▶ _PROMPT_
Would you output all the data exactly as it stands?

▶ _EXERCISE DATA_
>>>

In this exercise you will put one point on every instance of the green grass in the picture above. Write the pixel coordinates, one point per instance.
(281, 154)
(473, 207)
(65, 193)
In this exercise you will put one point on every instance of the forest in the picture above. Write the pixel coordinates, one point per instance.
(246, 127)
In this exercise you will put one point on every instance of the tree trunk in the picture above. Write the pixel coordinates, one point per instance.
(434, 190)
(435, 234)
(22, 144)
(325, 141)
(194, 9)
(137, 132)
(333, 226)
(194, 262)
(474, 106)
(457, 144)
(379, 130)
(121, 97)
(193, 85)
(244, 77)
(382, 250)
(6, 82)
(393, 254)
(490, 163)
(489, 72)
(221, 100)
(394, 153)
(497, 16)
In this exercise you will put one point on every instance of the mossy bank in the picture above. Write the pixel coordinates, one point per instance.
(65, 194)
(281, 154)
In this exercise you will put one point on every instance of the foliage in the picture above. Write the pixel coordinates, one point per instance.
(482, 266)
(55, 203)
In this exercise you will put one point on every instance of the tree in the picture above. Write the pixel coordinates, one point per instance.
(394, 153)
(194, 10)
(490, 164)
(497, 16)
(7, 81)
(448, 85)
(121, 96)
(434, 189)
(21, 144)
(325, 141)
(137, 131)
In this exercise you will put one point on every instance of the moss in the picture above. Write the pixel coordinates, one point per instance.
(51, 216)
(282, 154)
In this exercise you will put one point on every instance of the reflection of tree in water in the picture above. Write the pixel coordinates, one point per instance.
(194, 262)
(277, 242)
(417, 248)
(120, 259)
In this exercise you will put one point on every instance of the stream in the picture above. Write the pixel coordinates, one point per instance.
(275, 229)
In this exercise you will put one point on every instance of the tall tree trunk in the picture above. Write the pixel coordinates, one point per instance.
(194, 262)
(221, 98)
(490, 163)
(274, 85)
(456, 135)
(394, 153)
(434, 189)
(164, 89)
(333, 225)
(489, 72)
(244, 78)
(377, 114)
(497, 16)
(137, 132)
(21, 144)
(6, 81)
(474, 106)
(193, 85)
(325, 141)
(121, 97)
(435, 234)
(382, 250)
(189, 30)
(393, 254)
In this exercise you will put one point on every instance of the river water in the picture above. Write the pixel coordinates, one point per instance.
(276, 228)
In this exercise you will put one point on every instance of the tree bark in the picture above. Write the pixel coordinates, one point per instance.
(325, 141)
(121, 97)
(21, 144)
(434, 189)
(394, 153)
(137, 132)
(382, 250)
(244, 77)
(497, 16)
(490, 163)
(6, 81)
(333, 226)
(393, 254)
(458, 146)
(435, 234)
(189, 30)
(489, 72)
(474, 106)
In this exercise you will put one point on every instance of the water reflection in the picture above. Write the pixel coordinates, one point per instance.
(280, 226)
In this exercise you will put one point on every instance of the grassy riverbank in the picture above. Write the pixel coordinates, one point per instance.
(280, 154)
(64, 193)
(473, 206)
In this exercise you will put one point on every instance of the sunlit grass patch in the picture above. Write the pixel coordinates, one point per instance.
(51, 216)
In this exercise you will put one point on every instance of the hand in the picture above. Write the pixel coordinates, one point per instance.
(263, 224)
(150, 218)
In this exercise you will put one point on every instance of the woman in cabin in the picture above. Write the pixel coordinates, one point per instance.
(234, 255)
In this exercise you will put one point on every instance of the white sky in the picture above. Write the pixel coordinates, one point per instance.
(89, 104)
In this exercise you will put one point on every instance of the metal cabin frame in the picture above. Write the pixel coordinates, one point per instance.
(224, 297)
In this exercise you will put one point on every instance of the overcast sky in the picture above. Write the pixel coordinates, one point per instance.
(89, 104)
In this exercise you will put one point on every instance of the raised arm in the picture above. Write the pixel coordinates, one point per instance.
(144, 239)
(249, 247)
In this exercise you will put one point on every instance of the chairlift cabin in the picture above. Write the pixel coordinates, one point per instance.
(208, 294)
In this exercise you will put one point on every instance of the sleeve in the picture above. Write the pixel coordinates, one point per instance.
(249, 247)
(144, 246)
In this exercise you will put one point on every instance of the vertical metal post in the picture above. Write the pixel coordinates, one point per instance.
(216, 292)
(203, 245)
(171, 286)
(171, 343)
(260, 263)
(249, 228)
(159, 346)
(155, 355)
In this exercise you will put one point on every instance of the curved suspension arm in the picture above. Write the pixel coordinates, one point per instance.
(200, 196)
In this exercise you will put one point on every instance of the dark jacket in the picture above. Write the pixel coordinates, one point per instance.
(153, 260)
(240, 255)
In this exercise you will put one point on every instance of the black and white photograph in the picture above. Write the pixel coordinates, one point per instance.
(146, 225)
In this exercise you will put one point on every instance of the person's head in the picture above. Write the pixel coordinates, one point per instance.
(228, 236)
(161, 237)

<<<

▶ _TASK SOLUTION_
In this exercise you will put one point on every instance of the green grass in the picture above. Write the pixel coordinates, one point per instance.
(281, 154)
(473, 207)
(65, 193)
In this exercise you will put one point on every instance of the forest in the picture above. Write the pixel coordinates, one point per instance.
(246, 127)
In this exercise you will put one point on every instance of the tree trunk in the picture above. Write the pixel coordinates, one point per instance.
(434, 190)
(435, 234)
(22, 144)
(325, 141)
(194, 9)
(137, 132)
(333, 226)
(194, 262)
(474, 106)
(457, 144)
(379, 130)
(121, 97)
(193, 85)
(244, 77)
(382, 250)
(6, 82)
(393, 254)
(490, 163)
(489, 72)
(221, 100)
(394, 153)
(497, 16)
In this exercise you will put one point on every instance of the mossy bank in the picture above. Write the pixel coordinates, one point per instance.
(65, 194)
(281, 154)
In this exercise you will put one point on every instance of the foliage in the picture above. Write the pixel coordinates, one point per instance.
(482, 266)
(55, 203)
In this exercise you will put one point on every instance of the tree in the picture above. Write the pixel coordinates, one point per instance.
(394, 153)
(194, 10)
(490, 164)
(497, 16)
(7, 81)
(448, 85)
(121, 96)
(434, 189)
(21, 144)
(325, 141)
(137, 131)
In this exercise you will put one point on every instance of the moss in the picture above. Write the pixel coordinates, one point per instance.
(51, 216)
(282, 154)
In this exercise you will put one point on every instance of the reflection of tree in water in the picture above. Write the pixel coordinates, one point per instance.
(194, 262)
(277, 242)
(417, 248)
(120, 259)
In this exercise you will put one point on every instance of the stream in the picture above. Write the pixel coordinates, one point per instance.
(275, 229)
In this exercise you will put one point on every instance of the tall tree trunk in the picture above. Write the pixel coordinates, one point per instance.
(194, 262)
(221, 98)
(490, 163)
(274, 85)
(456, 135)
(394, 153)
(434, 189)
(164, 89)
(333, 225)
(489, 72)
(244, 78)
(377, 114)
(497, 16)
(137, 132)
(21, 144)
(6, 81)
(474, 106)
(193, 85)
(325, 141)
(121, 97)
(435, 234)
(382, 250)
(189, 30)
(393, 254)
In this exercise you will put one point on every instance of the river water in the picture above. Write the pixel coordinates, one point per instance.
(276, 228)
In this exercise you will put one point on every instance of the tree bark in the picture above. Write the pixel coordinates, one point per instance.
(325, 141)
(121, 97)
(21, 144)
(434, 189)
(394, 153)
(137, 132)
(382, 250)
(244, 77)
(497, 16)
(490, 163)
(6, 81)
(333, 226)
(393, 254)
(458, 146)
(435, 234)
(189, 30)
(489, 72)
(474, 106)
In this exercise you will put one point on every instance of the water reflection in the picture above. Write the pixel coordinates, one point per instance.
(280, 226)
In this exercise you will put one point on every instance of the grassy riverbank in the picture above. Write the pixel coordinates, one point per instance.
(280, 154)
(64, 193)
(473, 206)
In this exercise you will put one point on every instance of the sunlit grass patch in the picture above. Write the pixel coordinates, one point per instance.
(51, 216)
In this exercise you will put one point on every instance of the hand in the picture above. Write the pixel coordinates, one point per instance.
(263, 224)
(150, 218)
In this exercise you will put one point on every instance of the woman in cabin in the picture above. Write the pixel coordinates, one point per instance.
(234, 255)
In this exercise you will put one point on every instance of the white sky in the picture above. Write the pixel coordinates, one point per instance.
(89, 104)
In this exercise you will put one point on every instance of the metal cabin frame in the picture above. Write the pixel coordinates, one point per instance.
(224, 297)
In this exercise you will put one point on every instance of the overcast sky in the picture above. Write the pixel coordinates, one point per instance.
(89, 104)
In this exercise you will put one point on every instance of the raised arm in the picture above. Write the pixel coordinates, one point per instance.
(144, 239)
(249, 247)
In this exercise you will put one point on every instance of the chairlift cabin in the picture above. Write the pixel coordinates, one point per instance.
(208, 294)
In this exercise you will put one point on every instance of the sleeve in the picture above. Write the pixel coordinates, one point per instance.
(249, 247)
(144, 246)
In this exercise you will put one point on every instance of the vertical metal post in the picture above. Write the pixel coordinates, one point per instance.
(216, 292)
(203, 245)
(171, 286)
(171, 343)
(260, 263)
(249, 228)
(159, 346)
(155, 355)
In this exercise you will put one point on every instance of the curved suspension arm in the picture above. Write the pixel coordinates, one point per instance.
(200, 196)
In this exercise you will put one point on every instance of the dark jacket in the picture above. Write the pixel coordinates, one point per instance.
(153, 260)
(240, 255)
In this exercise you will put one point on every instance of the black and white photograph in the picture above. Write the pixel coordinates, one point per instance.
(146, 225)
In this exercise you will put one point on every instance of the person's head in the picture above. Write the pixel coordinates, one point per instance.
(228, 236)
(161, 237)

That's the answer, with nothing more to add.